**Exercise requirements:**
Scan the entries for the word "woman" and return every line that has it.

**Data supplied:**
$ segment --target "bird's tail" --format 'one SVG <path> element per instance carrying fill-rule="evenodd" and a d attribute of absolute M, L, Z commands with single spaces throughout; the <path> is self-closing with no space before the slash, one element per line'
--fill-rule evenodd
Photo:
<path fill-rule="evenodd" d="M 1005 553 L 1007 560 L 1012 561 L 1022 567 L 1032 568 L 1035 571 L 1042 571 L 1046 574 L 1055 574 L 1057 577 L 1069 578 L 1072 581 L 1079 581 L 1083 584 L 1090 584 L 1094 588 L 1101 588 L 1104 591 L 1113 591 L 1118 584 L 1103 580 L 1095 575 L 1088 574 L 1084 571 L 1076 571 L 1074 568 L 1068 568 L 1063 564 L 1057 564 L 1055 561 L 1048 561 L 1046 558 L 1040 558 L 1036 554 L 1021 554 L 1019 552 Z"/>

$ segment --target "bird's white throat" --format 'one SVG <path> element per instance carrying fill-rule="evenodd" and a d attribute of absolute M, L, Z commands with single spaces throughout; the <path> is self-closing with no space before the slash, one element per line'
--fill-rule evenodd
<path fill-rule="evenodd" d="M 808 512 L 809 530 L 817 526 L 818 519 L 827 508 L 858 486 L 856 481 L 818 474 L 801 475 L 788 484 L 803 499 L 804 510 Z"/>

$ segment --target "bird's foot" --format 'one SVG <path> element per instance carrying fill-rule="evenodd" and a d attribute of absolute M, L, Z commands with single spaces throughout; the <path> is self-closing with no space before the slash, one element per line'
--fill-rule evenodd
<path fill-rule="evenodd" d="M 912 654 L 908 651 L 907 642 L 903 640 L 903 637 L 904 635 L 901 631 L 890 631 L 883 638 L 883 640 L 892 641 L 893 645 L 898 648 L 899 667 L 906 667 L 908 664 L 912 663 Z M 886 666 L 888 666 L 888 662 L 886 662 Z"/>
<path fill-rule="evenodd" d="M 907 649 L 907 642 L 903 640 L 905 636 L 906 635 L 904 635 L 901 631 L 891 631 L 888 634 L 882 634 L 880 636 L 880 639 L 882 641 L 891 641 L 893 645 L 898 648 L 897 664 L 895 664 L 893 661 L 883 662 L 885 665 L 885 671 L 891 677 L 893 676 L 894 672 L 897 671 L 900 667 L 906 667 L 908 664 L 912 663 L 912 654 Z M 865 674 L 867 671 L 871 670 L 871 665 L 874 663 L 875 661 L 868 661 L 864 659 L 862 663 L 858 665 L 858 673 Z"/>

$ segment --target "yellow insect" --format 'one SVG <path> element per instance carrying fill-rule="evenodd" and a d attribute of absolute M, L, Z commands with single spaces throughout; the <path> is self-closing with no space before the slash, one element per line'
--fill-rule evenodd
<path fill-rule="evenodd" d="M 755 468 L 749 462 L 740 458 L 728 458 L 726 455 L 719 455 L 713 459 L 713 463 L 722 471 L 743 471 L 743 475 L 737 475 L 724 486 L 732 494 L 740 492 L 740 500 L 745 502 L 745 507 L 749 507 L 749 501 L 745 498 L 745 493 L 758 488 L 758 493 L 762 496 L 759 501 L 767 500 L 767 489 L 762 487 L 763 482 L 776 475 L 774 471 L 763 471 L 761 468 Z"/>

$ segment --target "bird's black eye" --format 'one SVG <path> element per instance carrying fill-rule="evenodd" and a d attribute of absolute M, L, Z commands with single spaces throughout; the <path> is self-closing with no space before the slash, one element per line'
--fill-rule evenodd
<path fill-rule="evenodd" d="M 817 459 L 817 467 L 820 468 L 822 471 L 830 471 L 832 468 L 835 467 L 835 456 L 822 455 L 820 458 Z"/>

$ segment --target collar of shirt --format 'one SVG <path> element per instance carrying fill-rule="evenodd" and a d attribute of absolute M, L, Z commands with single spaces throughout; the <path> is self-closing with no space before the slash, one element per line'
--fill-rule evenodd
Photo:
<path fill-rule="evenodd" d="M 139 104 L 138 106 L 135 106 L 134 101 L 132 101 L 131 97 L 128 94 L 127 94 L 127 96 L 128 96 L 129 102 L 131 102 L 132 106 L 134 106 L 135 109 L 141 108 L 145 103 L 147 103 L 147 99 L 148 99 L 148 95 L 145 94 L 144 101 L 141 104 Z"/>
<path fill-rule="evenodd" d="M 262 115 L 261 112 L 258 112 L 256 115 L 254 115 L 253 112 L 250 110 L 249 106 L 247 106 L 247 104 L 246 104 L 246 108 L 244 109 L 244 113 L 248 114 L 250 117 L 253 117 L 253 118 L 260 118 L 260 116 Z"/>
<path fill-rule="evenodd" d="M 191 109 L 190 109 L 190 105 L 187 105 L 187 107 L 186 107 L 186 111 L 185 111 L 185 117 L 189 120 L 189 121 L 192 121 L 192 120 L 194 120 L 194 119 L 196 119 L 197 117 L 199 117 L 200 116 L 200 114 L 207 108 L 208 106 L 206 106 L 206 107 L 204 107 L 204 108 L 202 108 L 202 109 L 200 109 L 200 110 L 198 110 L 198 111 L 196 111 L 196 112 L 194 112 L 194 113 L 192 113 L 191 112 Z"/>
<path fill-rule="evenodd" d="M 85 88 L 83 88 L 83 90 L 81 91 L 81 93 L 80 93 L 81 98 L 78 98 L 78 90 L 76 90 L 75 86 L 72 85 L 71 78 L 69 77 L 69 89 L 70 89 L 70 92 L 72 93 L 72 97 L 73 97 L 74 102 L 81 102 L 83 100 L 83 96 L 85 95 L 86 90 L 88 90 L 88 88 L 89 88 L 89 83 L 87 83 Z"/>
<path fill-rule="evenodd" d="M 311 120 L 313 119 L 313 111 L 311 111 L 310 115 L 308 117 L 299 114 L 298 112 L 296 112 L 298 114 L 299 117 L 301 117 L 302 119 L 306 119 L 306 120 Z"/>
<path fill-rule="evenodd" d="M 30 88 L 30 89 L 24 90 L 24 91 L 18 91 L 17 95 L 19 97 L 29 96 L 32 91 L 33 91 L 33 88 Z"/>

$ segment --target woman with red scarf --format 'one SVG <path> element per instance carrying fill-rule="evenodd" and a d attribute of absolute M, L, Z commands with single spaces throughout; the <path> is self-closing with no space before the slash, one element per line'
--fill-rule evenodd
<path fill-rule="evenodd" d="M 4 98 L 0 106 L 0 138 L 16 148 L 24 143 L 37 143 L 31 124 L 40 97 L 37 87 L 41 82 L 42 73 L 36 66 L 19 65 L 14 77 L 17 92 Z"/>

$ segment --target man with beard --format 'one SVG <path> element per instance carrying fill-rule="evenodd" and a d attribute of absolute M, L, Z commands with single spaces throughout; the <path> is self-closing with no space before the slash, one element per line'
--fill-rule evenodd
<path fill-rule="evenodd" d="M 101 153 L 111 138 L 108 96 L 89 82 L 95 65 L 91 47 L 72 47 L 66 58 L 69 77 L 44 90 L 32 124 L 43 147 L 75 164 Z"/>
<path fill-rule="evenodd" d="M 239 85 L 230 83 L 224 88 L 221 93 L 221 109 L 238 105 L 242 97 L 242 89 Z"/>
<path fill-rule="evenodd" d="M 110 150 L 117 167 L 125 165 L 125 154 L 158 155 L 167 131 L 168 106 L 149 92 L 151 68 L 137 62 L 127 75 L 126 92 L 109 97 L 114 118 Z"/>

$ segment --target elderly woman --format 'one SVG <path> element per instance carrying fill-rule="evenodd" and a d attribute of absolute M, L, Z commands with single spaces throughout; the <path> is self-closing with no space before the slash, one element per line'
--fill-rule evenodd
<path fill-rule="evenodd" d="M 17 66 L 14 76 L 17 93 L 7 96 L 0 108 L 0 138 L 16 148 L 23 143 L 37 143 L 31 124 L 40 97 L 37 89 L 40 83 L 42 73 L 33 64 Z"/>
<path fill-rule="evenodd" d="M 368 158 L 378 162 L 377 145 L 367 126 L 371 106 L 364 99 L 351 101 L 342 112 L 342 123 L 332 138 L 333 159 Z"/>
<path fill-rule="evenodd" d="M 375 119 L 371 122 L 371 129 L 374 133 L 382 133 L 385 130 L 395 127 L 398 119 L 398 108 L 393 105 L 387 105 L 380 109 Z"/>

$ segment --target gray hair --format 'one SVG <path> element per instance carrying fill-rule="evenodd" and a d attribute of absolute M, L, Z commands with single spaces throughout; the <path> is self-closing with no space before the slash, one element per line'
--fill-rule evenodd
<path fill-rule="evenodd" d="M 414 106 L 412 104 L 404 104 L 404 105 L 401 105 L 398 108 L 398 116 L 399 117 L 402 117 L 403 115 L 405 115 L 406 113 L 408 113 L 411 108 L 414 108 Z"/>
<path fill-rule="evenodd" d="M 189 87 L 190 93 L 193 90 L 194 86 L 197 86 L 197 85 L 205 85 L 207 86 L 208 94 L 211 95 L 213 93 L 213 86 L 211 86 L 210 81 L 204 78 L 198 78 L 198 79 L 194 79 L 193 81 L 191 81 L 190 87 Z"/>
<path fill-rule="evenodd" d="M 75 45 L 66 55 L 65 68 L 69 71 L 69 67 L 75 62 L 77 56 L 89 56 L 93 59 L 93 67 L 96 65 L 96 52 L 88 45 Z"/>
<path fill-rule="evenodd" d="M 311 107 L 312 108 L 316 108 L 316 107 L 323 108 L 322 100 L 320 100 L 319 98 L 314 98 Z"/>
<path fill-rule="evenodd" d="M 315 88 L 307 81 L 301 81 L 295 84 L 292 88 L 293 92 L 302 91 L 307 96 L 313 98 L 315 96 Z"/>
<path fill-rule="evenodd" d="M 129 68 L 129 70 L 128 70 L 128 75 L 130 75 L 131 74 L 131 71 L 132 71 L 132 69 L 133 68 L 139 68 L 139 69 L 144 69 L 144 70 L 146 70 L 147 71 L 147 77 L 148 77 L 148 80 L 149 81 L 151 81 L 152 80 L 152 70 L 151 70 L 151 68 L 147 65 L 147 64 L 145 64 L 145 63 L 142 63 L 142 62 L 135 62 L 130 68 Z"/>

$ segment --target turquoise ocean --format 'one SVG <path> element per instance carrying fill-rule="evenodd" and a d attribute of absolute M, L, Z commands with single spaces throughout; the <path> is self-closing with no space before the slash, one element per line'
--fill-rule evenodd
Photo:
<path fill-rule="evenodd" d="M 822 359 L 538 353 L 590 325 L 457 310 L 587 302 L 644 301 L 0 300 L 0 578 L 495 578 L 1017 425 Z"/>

**Result:**
$ segment --target woman with red scarf --format 'one SVG <path> element per instance carrying fill-rule="evenodd" and a d attribute of absolute M, L, Z commands with single spaces throughout; the <path> is self-closing with no space before the slash, one element per line'
$ segment --target elderly woman --format 'one SVG <path> element per instance carrying fill-rule="evenodd" and a d attribute of absolute M, L, Z commands with single spaces throughout; the <path> is self-closing with no space before the slash, one element per line'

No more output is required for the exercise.